Start of Extracted text

Little more than a week after Saddam Hussein's government dissolved, this small patch of lawn has become the Iraqi capital's most raucous soapbox. The crowds gather at the foot of a marble pedestal that supported a giant statue of Saddam — until April 9. That's when U.S. Marines rolled tanks into central Baghdad and hauled down the statue with a chain. Its fall unofficially marked the war's stunning end. ( Related story: Thousands plan Shiite pilgrimage )
During decades of Saddam's iron-fisted rule, all public gatherings needed official permission. Very few were allowed. Iraqis who dared to discuss politics or to criticize the government risked imprisonment or death.
But like wine from a bottle uncorked after years, Baghdad residents now pour into the streets to argue over politics with strangers.
"No country in the world changes their government like this!" Abbas Shehab, 43, shouts as he waves his hands in the air. Shehab, an artist, stands in the crowd on the traffic island outside the hotel Thursday afternoon. "It's the people who (should) do it, not a foreign army!"
"God helped us get rid of Saddam! Now we want another government, and we don't want anyone like him," says Arkan Daoud, 24. "We need someone like Nelson Mandela." The crowd cheers in agreement. One person shouts: "Who's our Mandela? Who do we know like that?"
Then the crowd notices that a foreign journalist is listening.
"You're American?" asks Haitem Jabbar, 28. "We don't want you Americans to govern us. We thank Mr. Bush, but we don't want the (U.S.) Army here."
The traffic island isn't the only place in Baghdad where people are talking freely these days. In several neighborhoods in this city of nearly 5 million, groups of people gathered Thursday over coffee, at card tables and along riverbanks to talk about the events that have transformed their lives in less than a month.
"We've been meeting on this corner for years, but we've never dared to talk about things," Arsalan Adnan, 31, says. He sits playing dominoes with three friends on a street corner of a west Baghdad neighborhood called Adamiyah. About 30 men around them are deep in discussion about whether Saddam is dead. They can't agree on an answer to that question, but they do agree on something else: "We feel like we've been let out of prison," Adnan says. "We can talk about anything."

End of Extracted text
Start of Record set

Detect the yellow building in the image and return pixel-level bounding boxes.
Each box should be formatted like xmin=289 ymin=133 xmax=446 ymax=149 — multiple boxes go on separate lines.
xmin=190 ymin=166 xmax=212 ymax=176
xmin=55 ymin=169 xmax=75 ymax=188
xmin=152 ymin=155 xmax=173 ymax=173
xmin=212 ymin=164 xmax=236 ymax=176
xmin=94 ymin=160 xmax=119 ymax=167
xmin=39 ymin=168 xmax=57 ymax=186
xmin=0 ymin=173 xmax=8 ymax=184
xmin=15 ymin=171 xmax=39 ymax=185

End of Record set

Problem set:
**a)** State whether each statement agrees with the Baghdad news report, answering yes or no and quoting the deciding words: (i) U.S. Marines pulled down the statue of Saddam with a chain; (ii) Abbas Shehab is a teacher; (iii) the men gathered on the corner in Adamiyah agreed that Saddam is dead.
**b)** Answer these questions from the Baghdad news report:
(i) How old is Arkan Daoud?
(ii) About how many people live in Baghdad?
(iii) With how many friends is Arsalan Adnan playing dominoes?

Response list:
**a)**
(i) Yes: "U.S. Marines rolled tanks into central Baghdad and hauled down the statue with a chain."
(ii) No: "Shehab, an artist, stands in the crowd on the traffic island outside the hotel Thursday afternoon."
(iii) No: "They can't agree on an answer to that question"

**b)**
(i) 24
(ii) Nearly 5 million
(iii) Three